JOB: Reproduce every line of the data below word for word, from the first line to the last.

RECORDS TO PROCESS:
--- start ---

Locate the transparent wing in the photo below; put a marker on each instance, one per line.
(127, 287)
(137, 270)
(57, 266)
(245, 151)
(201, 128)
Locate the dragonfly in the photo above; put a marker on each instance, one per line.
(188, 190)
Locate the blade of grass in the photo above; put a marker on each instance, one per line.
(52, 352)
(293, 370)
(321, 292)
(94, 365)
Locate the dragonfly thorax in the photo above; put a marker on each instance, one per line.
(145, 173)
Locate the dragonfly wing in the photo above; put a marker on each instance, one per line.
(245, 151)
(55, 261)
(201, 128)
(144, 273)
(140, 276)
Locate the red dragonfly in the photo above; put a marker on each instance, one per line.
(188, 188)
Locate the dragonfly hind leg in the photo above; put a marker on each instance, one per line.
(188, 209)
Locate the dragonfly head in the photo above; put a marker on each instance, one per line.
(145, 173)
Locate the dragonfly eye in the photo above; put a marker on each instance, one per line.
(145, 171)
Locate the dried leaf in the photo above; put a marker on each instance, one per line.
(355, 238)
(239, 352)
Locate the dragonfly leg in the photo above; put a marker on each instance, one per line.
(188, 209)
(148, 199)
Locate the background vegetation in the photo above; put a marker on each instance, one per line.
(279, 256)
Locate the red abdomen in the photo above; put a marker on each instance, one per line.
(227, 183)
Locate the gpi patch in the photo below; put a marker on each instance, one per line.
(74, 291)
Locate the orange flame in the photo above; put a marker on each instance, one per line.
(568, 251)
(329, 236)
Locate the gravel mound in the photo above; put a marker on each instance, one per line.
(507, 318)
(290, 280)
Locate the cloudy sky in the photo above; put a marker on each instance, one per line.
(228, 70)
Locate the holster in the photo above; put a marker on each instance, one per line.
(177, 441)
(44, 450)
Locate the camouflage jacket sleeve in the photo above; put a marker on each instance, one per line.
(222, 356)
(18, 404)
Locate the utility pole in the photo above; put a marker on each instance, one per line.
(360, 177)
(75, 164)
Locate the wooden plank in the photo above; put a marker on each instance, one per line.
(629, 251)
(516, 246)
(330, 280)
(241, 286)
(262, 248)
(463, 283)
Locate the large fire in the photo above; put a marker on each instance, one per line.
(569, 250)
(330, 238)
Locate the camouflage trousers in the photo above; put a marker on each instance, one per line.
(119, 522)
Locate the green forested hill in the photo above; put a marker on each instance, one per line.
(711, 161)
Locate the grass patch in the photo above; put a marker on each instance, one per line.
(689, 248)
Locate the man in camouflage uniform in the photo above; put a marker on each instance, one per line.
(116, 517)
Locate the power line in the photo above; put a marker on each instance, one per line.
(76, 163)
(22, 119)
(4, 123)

--- end ---

EXPECTED OUTPUT:
Locate the transparent wing in the photo below; put a marker on each instance, one per line.
(127, 287)
(137, 270)
(57, 266)
(245, 151)
(201, 128)
Locate the dragonfly in the photo above; put a marker on each instance, one per line.
(188, 190)
Locate the blade of grass in the photo above; put a marker on each instance, one per line.
(52, 352)
(293, 370)
(321, 292)
(94, 365)
Locate the dragonfly thorax in the photo above; put a marker on each instance, one per line.
(145, 173)
Locate the dragonfly wing in the photo above; put a marker on each instance, one per line.
(245, 151)
(55, 261)
(201, 128)
(144, 273)
(140, 276)
Locate the red dragonfly in the photo above; put a marker on each instance, one per line.
(188, 188)
Locate the dragonfly hind leg in the photo above; put a marker on each instance, one per line.
(188, 209)
Locate the dragonfly head in the photo above; put a marker on each instance, one per line.
(145, 173)
Locate the dragonfly eye in the photo above; put a marker on each instance, one per line.
(145, 171)
Locate the dried leaf in the photo above; put a marker on each instance, one per line.
(355, 238)
(239, 352)
Locate the dragonfly leg in the photo above; put a marker on each instance, one per line.
(188, 209)
(148, 199)
Locate the background vegetation in the photo above; put a marker on each instance, one per line.
(279, 256)
Locate the red abdomen in the photo above; put a marker on each instance, one per line.
(227, 183)
Locate the gpi patch in the photo below; put a marker on each instance, one per line.
(74, 291)
Locate the orange flame in the photo above; put a marker on each instance, one per line.
(568, 251)
(329, 236)
Locate the gravel mound in the photo above; put a marker on each instance, one per line.
(507, 318)
(290, 280)
Locate the cloudy sky in the photo above; put a marker on each instance, one per line.
(228, 70)
Locate the holster in the photo above; put a marker on each instance, one per line.
(177, 441)
(44, 450)
Locate the camouflage jacket sleeve in the photo above; put a marker on each instance, one per line.
(222, 356)
(18, 404)
Locate the utility pole in the photo above; put a marker on each instance, one per line.
(360, 177)
(75, 164)
Locate the wooden plank in the photo above; put a marker on each instance, one per line.
(629, 251)
(516, 246)
(330, 280)
(241, 286)
(262, 248)
(463, 283)
Locate the large fire in the photo above; put a marker on each instance, one per line.
(569, 250)
(330, 238)
Locate the camouflage trousers in the photo above; put a marker on each instance, one per line.
(119, 522)
Locate the green forested hill in the photo above; put a marker on each instance, one per line.
(711, 161)
Locate the grass patch in the photo above; put a marker on each instance, one per line.
(689, 248)
Locate the man in camouflage uniform in the photo above; put a marker on each instance, one per line.
(116, 517)
Locate the power line in the photo above; put a marker on each instance, one per line.
(76, 163)
(22, 119)
(4, 123)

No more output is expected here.